**Problem to solve**: Rewrite every line of the entries below as a numbered list, dropping any blank lines.

**Extracted data**:
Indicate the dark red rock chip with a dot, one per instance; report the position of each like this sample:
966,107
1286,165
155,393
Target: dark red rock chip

**The completed task**:
1. Indicate the dark red rock chip with a dot, one per instance; report the position of each like this sample:
2. 966,107
3. 1286,165
4. 155,393
5. Target: dark red rock chip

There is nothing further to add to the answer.